RECORDS SHOWN:

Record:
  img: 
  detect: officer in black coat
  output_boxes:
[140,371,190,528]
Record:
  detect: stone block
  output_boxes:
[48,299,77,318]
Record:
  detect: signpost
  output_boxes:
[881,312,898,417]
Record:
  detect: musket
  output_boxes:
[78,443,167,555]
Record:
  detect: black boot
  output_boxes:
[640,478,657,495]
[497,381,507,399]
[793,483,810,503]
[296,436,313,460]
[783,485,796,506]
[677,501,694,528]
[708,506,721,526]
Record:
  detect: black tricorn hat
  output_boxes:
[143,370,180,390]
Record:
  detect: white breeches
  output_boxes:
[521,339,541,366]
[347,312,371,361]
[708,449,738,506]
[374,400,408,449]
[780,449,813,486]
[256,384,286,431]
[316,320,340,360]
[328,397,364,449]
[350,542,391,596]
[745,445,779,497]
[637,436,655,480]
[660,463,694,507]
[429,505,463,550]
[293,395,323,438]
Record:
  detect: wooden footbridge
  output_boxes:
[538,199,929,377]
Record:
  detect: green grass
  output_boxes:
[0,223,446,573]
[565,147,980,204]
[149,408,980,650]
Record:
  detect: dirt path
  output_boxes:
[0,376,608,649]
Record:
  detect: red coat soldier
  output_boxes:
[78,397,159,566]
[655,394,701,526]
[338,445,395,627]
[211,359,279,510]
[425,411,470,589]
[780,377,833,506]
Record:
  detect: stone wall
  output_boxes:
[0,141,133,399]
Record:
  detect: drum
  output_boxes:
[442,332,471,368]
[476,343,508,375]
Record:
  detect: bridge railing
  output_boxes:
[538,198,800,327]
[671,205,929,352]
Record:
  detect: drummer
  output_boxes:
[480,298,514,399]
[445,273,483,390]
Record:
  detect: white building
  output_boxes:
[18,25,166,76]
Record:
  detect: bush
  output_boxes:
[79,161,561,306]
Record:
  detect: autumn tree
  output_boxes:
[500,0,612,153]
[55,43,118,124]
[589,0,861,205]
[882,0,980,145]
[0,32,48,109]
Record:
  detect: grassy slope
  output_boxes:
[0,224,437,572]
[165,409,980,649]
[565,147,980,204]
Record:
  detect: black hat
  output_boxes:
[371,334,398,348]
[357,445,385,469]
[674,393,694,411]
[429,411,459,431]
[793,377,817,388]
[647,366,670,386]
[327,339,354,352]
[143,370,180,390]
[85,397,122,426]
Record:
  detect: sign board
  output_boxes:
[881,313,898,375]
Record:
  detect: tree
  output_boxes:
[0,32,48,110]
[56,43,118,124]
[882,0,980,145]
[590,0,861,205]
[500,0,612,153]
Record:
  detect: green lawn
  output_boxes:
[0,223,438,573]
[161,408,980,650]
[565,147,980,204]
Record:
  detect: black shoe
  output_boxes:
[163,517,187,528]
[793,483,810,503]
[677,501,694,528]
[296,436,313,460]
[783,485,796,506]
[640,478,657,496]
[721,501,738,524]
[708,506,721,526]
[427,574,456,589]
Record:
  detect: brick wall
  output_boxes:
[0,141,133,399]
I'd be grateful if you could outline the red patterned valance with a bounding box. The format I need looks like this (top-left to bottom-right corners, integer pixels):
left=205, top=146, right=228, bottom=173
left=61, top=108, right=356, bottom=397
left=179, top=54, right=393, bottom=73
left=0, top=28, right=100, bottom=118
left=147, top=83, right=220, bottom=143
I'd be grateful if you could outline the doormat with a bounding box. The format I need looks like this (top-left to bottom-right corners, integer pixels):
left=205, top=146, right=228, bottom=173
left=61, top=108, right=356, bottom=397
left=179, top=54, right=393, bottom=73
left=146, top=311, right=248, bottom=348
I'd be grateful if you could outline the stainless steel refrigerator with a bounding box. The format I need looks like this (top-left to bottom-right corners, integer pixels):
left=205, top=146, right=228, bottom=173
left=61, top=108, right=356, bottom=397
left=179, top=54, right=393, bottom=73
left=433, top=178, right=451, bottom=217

STATED TASK: Reproduce every row above character for character, with nothing added, dropped, or changed.

SOLUTION TO THIS EXERCISE:
Record:
  img: 
  detect: officer in black coat
  output_boxes:
[140,371,190,528]
Record:
  detect: stone block
  output_boxes:
[48,299,77,318]
Record:
  detect: signpost
  output_boxes:
[881,312,898,417]
Record:
  detect: musket
  output_boxes:
[78,443,167,555]
Record:
  detect: black boot
  output_boxes:
[640,478,657,495]
[497,381,507,399]
[793,483,810,503]
[296,436,313,460]
[783,485,796,506]
[677,501,694,528]
[708,506,721,526]
Record:
  detect: black tricorn hat
  output_boxes:
[143,370,180,390]
Record:
  detect: white breeches
  output_boxes:
[521,339,541,366]
[347,312,371,361]
[708,449,738,506]
[374,400,408,449]
[780,449,813,486]
[256,384,286,431]
[316,320,340,360]
[328,397,364,449]
[350,542,391,596]
[745,445,779,497]
[637,436,655,480]
[660,463,694,507]
[429,505,463,550]
[293,395,323,438]
Record:
  detect: wooden footbridge
  output_boxes:
[538,199,929,377]
Record:
  detect: green grass
  output_boxes:
[0,223,446,573]
[565,147,980,204]
[149,408,980,650]
Record:
  detect: dirt path
  output_boxes:
[0,376,608,649]
Record:
  detect: red coat soldier
  output_boxes:
[78,397,159,566]
[655,394,701,526]
[338,445,395,627]
[211,359,279,510]
[425,411,470,589]
[780,377,833,506]
Record:
  detect: stone wall
  output_boxes:
[0,141,133,399]
Record:
  detect: drum
  output_boxes:
[442,332,471,368]
[476,343,508,375]
Record:
  detect: bridge railing
  output_boxes:
[538,198,800,327]
[671,205,929,352]
Record:
  detect: drummer
  output_boxes:
[480,298,514,399]
[445,273,483,390]
Record:
  detect: white building
  output_boxes:
[18,25,166,76]
Record:
  detect: bush
  output_boxes:
[79,161,561,306]
Record:
  detect: autumn tree
  output_boxes:
[500,0,612,153]
[55,43,118,124]
[589,0,861,205]
[882,0,980,145]
[0,32,48,109]
Record:
  detect: grassy slope
  output_boxes:
[0,224,437,572]
[165,409,980,649]
[565,147,980,204]
Record:
  detect: black hat
  output_boxes:
[371,334,398,348]
[357,445,385,469]
[674,393,694,411]
[429,411,459,431]
[793,377,817,388]
[647,366,670,386]
[327,339,354,352]
[143,370,180,390]
[85,397,122,426]
Record:
  detect: sign board
  output_boxes:
[881,313,898,375]
Record:
  detect: tree
  output_boxes:
[0,32,48,110]
[56,43,118,124]
[882,0,980,145]
[590,0,861,205]
[500,0,612,153]
Record:
  detect: green lawn
  output_boxes:
[0,223,438,573]
[161,408,980,650]
[565,147,980,204]
Record:
  detect: black shoe
  output_boxes:
[163,517,187,528]
[793,483,810,503]
[677,501,694,528]
[296,436,313,460]
[783,485,796,506]
[640,478,657,496]
[721,501,738,524]
[708,506,721,526]
[427,574,456,589]
Record:
  detect: brick wall
  output_boxes:
[0,141,133,399]
I'd be grateful if you could outline the red patterned valance with a bounding box. The format I need looks like this (top-left to bottom-right corners, integer pixels):
left=205, top=146, right=228, bottom=173
left=61, top=108, right=356, bottom=397
left=179, top=54, right=393, bottom=73
left=0, top=28, right=100, bottom=118
left=147, top=83, right=220, bottom=143
I'd be grateful if you could outline the doormat with a bounding box. The format I need looks like this (top-left to bottom-right corners, integer pixels):
left=205, top=146, right=228, bottom=173
left=61, top=108, right=356, bottom=397
left=179, top=54, right=393, bottom=73
left=146, top=311, right=248, bottom=348
I'd be grateful if you could outline the stainless steel refrigerator with a bounding box. The format I need looks like this (top-left to bottom-right corners, integer pixels):
left=205, top=146, right=228, bottom=173
left=61, top=108, right=356, bottom=397
left=179, top=54, right=393, bottom=73
left=433, top=178, right=451, bottom=217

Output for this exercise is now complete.